> Extracted data entries:
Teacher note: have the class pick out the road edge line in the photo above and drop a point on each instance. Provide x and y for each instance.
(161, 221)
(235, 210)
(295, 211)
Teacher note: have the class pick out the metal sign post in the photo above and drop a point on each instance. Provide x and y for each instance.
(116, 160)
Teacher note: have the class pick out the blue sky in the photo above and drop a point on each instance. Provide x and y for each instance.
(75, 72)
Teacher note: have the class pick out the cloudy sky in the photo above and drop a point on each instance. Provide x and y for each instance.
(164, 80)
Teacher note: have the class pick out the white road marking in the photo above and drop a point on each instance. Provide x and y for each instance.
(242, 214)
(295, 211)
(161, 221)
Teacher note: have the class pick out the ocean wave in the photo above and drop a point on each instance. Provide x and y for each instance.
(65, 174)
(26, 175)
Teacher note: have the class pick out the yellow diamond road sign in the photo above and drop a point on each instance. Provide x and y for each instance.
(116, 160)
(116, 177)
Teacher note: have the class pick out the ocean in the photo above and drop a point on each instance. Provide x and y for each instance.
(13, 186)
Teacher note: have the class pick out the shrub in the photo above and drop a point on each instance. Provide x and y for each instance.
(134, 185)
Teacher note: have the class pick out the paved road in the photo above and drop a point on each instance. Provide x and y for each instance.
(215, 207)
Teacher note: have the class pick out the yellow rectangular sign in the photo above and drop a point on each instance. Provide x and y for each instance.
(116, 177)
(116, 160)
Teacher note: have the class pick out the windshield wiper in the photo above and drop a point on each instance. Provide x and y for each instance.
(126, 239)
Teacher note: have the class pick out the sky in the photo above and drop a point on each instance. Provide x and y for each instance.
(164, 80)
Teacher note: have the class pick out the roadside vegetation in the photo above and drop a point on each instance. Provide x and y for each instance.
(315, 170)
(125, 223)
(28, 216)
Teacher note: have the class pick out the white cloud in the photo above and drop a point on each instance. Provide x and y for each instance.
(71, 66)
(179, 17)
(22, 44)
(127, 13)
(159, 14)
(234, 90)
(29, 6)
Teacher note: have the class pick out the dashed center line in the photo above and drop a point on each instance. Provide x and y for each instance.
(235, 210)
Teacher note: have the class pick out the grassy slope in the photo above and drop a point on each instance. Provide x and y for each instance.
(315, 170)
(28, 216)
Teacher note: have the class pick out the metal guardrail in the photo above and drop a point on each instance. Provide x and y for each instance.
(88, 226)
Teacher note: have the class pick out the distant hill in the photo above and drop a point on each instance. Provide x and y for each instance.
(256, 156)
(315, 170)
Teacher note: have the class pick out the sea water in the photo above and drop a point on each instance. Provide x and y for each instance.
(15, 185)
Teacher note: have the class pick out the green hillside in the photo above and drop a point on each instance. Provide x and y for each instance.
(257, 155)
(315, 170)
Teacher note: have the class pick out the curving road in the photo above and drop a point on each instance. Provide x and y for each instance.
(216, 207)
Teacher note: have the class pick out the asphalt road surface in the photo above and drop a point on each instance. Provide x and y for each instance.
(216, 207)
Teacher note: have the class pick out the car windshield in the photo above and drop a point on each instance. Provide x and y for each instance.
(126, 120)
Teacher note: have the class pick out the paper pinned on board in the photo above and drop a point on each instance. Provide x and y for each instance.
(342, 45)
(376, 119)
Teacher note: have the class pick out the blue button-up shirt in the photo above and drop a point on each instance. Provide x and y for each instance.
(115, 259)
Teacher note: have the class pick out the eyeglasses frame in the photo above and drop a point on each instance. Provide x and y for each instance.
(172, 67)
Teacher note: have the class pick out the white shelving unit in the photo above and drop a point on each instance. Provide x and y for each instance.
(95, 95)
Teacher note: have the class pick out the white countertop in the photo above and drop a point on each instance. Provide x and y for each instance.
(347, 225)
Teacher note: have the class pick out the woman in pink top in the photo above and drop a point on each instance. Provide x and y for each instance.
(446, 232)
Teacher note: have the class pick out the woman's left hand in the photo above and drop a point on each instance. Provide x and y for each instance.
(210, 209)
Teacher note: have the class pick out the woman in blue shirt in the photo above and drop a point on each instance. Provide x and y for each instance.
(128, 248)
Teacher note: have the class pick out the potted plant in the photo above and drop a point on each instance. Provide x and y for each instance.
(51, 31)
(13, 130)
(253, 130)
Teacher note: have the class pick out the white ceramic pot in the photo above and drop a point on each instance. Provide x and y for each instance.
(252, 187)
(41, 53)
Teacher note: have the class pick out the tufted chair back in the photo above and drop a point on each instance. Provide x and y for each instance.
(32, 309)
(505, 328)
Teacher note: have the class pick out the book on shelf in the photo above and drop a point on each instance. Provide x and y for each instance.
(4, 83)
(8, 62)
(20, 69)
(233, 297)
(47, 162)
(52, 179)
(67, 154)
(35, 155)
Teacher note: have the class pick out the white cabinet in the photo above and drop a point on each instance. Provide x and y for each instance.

> PROBLEM TO WORK ON:
Recast the items above as a numbered list, from the line with "Teacher note: have the class pick out the woman in pink" up to and including the last line of the items, leaving out any blank lines.

> SOLUTION BELOW:
1. Teacher note: have the class pick out the woman in pink top in the photo above and drop a point on each instance. Provide x and y for each instance.
2. (446, 232)
3. Teacher note: have the class pick out the woman's left hand in the photo above and drop a point on each instance. Provide x and y for each instance.
4. (210, 209)
5. Teacher note: have the class pick out the woman in blue shirt in the photo above and drop a point on each instance. Provide x and y for each instance.
6. (128, 248)
7. Teacher note: have the class pick out the potted plant in the photo above and drop a point on each instance. Provide x and y for each instance.
8. (51, 31)
9. (13, 130)
10. (253, 130)
11. Teacher note: have the class pick out the white ceramic pot in the photo above and drop a point on each instance. Provide x and y for each instance.
12. (252, 187)
13. (41, 53)
14. Teacher note: have the class pick out the tufted chair back in the photo above and drop a point on each instance. Provide x and y for each instance.
15. (32, 309)
16. (505, 328)
17. Teacher note: have the class pick out the book on shelf in the photo above and drop a point on each instance. Provide x and y for each instance.
18. (4, 83)
19. (8, 62)
20. (20, 69)
21. (233, 297)
22. (47, 162)
23. (52, 179)
24. (67, 154)
25. (35, 155)
26. Teacher note: have the class pick out the white cabinet in the photo above and drop a point on each instance. Provide x and y for each instance.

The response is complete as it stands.